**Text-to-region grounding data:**
----------

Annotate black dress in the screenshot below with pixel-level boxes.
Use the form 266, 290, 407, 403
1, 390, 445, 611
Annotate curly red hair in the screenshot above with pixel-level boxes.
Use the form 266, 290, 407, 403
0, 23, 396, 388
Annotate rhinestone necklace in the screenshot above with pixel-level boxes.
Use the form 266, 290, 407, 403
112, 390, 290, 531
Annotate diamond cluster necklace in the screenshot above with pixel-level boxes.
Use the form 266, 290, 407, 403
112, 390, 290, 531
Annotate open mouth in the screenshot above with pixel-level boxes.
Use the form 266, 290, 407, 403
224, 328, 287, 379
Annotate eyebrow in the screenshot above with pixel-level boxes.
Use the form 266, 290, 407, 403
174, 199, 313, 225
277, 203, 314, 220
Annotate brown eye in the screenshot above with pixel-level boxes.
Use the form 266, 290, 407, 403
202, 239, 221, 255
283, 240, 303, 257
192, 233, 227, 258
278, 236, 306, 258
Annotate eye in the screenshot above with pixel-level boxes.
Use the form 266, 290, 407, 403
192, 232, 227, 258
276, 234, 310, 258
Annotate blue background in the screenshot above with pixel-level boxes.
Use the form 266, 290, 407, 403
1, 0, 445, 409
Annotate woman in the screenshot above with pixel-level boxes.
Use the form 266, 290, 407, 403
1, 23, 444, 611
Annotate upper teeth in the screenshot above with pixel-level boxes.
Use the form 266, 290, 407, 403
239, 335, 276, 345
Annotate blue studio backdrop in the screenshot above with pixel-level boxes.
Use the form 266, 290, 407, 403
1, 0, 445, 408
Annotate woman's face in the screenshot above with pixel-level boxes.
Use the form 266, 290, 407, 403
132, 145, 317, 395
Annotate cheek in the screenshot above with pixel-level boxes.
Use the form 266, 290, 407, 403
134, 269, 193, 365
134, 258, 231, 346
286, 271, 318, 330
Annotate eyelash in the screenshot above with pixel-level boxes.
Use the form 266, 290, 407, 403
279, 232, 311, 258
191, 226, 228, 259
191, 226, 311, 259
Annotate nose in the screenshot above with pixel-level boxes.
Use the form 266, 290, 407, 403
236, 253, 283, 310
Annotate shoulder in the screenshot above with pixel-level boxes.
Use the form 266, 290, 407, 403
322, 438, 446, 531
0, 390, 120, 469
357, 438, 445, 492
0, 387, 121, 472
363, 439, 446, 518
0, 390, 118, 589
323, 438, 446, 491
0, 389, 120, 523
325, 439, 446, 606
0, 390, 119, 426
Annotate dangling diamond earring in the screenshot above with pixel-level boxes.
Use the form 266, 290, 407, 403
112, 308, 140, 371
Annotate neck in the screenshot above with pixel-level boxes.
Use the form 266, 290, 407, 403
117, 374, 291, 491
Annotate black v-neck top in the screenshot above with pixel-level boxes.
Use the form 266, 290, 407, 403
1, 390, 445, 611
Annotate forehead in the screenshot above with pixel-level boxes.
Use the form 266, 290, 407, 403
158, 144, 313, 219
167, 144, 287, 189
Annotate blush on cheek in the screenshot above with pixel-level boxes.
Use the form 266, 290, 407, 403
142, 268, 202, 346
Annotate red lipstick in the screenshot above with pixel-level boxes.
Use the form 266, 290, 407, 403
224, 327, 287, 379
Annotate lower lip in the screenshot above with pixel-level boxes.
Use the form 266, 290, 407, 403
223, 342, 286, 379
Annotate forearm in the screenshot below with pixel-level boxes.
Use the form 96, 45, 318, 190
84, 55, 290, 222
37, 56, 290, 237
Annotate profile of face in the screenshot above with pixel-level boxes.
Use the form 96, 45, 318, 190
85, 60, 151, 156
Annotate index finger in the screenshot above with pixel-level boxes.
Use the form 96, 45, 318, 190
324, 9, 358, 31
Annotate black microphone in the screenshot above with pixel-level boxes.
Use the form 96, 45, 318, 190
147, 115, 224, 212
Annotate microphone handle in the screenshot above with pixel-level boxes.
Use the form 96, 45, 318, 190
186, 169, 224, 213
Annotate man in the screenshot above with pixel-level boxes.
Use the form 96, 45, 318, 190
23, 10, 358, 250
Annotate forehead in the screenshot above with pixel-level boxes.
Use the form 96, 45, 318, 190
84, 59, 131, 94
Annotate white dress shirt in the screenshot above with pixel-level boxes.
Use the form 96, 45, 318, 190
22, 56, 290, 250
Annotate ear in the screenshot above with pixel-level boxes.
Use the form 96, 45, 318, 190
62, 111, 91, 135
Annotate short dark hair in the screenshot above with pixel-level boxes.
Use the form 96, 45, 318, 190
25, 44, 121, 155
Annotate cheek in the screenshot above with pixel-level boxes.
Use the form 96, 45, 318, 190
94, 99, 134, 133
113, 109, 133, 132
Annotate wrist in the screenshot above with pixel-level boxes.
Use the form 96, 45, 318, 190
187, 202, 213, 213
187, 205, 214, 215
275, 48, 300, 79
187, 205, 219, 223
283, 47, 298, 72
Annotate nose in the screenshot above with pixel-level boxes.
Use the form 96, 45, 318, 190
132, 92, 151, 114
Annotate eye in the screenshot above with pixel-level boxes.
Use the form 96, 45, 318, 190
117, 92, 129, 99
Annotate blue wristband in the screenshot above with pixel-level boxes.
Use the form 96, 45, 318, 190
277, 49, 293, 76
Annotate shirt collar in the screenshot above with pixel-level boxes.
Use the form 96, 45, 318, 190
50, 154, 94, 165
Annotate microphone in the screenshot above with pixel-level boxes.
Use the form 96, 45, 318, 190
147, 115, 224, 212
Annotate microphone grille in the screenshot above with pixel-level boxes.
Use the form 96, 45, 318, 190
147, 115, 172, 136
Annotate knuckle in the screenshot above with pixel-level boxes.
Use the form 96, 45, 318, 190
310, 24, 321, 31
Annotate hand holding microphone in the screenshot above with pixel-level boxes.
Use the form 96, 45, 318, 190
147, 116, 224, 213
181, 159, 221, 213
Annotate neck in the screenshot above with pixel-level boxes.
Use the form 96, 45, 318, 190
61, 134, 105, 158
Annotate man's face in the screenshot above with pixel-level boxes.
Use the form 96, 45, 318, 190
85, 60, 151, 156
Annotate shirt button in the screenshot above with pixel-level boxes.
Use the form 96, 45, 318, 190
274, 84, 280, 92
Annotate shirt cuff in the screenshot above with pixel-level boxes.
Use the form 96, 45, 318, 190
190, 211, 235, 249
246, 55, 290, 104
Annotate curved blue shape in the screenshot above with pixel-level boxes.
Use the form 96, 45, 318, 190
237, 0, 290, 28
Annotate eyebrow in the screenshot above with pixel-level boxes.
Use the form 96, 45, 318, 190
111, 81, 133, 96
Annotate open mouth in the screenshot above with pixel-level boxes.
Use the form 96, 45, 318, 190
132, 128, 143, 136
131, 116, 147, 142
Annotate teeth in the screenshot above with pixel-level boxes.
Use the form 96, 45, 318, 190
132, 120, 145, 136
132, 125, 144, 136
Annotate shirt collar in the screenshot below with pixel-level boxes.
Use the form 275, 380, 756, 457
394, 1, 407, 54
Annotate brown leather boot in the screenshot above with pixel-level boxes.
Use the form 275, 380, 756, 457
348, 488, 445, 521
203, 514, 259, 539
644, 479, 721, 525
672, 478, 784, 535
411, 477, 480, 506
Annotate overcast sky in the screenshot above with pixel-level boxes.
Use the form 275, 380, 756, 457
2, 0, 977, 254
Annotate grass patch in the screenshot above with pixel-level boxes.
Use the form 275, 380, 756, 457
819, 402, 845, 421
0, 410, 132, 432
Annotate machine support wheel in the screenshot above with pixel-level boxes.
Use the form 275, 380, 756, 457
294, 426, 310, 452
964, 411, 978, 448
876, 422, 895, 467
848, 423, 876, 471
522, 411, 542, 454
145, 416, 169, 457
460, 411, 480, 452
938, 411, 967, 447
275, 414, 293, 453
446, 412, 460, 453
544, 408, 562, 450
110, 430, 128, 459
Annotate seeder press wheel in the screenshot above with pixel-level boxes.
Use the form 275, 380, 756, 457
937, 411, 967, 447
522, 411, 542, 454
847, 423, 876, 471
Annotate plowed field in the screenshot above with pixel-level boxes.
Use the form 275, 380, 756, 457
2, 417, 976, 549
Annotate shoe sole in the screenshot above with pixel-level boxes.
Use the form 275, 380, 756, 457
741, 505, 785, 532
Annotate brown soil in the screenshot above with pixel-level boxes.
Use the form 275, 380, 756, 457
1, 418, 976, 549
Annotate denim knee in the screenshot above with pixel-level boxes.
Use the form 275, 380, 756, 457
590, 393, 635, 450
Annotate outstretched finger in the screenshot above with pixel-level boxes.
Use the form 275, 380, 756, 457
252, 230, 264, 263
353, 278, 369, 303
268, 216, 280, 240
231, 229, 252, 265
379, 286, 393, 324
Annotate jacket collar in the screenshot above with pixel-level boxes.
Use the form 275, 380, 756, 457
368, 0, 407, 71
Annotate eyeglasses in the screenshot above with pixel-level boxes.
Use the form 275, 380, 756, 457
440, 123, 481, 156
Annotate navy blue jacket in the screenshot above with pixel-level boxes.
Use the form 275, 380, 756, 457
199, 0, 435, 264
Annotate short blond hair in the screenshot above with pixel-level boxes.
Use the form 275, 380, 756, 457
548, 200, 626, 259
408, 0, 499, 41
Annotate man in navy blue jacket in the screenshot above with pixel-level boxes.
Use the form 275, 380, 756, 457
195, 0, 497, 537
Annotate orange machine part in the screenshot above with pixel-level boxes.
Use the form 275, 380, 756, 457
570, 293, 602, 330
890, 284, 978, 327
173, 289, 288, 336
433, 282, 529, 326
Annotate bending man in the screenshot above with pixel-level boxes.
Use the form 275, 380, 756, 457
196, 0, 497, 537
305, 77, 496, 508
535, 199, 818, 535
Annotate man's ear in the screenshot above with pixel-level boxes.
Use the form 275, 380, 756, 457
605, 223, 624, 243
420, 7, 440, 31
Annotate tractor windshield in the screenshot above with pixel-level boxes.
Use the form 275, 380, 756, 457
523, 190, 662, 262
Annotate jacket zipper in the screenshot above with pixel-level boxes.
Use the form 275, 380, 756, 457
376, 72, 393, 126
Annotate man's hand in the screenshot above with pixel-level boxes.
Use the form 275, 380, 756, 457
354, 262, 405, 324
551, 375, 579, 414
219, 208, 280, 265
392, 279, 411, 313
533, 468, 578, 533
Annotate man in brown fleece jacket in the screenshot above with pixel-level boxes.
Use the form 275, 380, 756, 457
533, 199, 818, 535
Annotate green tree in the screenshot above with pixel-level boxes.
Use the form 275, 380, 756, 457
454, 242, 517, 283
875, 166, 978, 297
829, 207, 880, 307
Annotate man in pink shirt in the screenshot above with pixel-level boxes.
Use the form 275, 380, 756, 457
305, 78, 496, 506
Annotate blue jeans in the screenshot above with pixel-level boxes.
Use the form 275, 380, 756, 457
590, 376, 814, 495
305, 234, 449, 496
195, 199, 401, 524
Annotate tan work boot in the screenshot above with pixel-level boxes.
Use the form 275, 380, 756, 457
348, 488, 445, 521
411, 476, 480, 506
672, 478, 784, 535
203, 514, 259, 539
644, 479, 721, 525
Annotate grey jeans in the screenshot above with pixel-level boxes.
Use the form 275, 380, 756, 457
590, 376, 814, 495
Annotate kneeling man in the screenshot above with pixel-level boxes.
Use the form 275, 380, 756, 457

----------

**REQUIRED ACTION:** Scan the data above and copy each line containing the word "hair".

**ANSWER FOR THE TASK:**
Annotate curly red hair in the screenshot above with pixel-level boxes.
Annotate short dark hair in the screenshot above with pixel-level boxes.
Annotate short blond hair in the screenshot above with pixel-level boxes.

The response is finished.